The fruits of progress

Gas scrubbing has been well studied for a long time. Innovations have been made to perfect the large-scale processes at the heart of these devices, where gasses are drawn through a layer of foam (called an emulsion) stabilized by centrifugal force.
Oleg Kochetkov’s scrubber model became the prototype built by Sverdlovenergo for the Artemosky Electric Energy Center. This first “Artemovksy” set-up has been in operation since 1996 for a total of 25,000 hours. Additional modification of Kochetkov’s device led to the creation of an essentially new type of gas scrubbing equipment. The perfected Artemovsky device can remove containments even when dust concentration reaches 60 g/m3. It can remove 98.6% of suspended particles when a furnace is running at low capacity and 99.7% at regular capacity. Low hydraulic resistance means the scrubbing system requires little electricity. It also uses remarkably little water, less than 0.3 m3 for every thousand square meters of gas. This is exponentially less than the water used by disc-shaped scrubbers. The efficiency of the device means that it does not require electrostatic precipitators, which are expensive and not always very effective.

The Russian miracle

The Artemovsky device caught the interest of the Design Bureau at the Yekaterinburg-based Energotsvetmet State Company, which is developing ways to clean emissions from the sintering furnaces on the aluminous production line of the Urals Aluminum Factory.
☆ ☆ ☆ ☆ ☆ ☆ ☆
▸ What to do
Carry on the text about the Artemovsky gas scrubber from the point where it stops.

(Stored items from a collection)
☆ ☆ ☆ ☆ ☆ ☆ ☆
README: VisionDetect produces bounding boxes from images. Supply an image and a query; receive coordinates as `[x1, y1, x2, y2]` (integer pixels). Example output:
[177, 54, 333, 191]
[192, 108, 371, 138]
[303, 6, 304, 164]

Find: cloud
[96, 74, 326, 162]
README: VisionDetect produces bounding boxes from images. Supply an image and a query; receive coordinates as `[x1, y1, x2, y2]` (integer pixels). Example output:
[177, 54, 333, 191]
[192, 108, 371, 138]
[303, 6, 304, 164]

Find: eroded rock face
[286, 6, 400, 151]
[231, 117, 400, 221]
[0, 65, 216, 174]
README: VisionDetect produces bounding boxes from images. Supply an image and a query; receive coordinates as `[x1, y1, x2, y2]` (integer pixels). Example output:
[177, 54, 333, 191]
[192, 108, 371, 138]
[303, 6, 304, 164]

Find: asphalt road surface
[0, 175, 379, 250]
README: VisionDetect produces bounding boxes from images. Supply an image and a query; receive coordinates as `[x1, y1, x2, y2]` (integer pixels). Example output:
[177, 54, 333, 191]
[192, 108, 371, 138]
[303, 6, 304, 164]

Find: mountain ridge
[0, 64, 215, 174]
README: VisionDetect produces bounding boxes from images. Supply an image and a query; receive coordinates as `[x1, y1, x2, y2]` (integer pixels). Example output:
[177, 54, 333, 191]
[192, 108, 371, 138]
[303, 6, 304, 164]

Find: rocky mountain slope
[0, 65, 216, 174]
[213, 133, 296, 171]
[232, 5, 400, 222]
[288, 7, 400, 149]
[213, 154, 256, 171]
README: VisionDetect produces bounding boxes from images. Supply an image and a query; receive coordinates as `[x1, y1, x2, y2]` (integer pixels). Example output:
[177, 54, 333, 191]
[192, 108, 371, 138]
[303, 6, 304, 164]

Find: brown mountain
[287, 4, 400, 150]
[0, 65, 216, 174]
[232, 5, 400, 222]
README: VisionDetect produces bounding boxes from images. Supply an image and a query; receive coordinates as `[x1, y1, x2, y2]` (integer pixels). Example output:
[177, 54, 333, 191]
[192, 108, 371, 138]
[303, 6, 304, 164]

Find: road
☆ ☆ ☆ ☆ ☆ ☆ ☆
▸ Result of the task
“The electrostatic property of dust forming in sintering furnaces severely reduces the effectiveness of electrostatic precipitators,” says Yuri Frolov, Technical Director of the Design Bureau. “The disc scrubbers that follow it are literally choked with the dust the precipitators miss. When the gas escapes, it contains a much higher than acceptable concentration of dust particles, as high as 6 grams per cubic meter, and releases them into the atmosphere. As we were looking for a solution to this problem, I met the inventors of these patented devices. Their ideas and experience with the Artemovsky device made such an impression on our specialists that we changed our approach to solving the scrubbing problem at the Urals Factory. The ideas in the patents were also applied in our system for cleaning up emissions from the Urals electroplating production line.
According to Frolov’s estimates, installing the updated Artemovsky device at the Urals Aluminum Factory reduced emissions from the sintering furnace polluting the atmosphere by 60 times. This means that the volume of dust drifting over the town of Kamensk-Uralsky will fall by 4,500 tons in a year.

But the pollution remains

The residents of Kamensk-Uralsky are lucky. But what about those living near other industrial centers and living with air pollution? The resistance of many factory owners to installing new environmental technologies must be opposed by legislation and citizen initiatives.
Until 1999 the State Committee for the Environment did the best it could to fight for a cleaner environment. The committee was then dissolved under the government of Mikhail Kasyanov. Only in May 2003 did members of the State Council recall Russia’s environmental problems and the ineffectiveness of the 1999 federal Law on Protecting Air Quality. This State Council meeting came on the eve of a series of official visits by the Russian president to several EU countries, where environmental ministers had just announced new regulations for industrial emissions due to come into effect in 2005. The EU intends to reduce emissions by 8% compared to 1990 levels.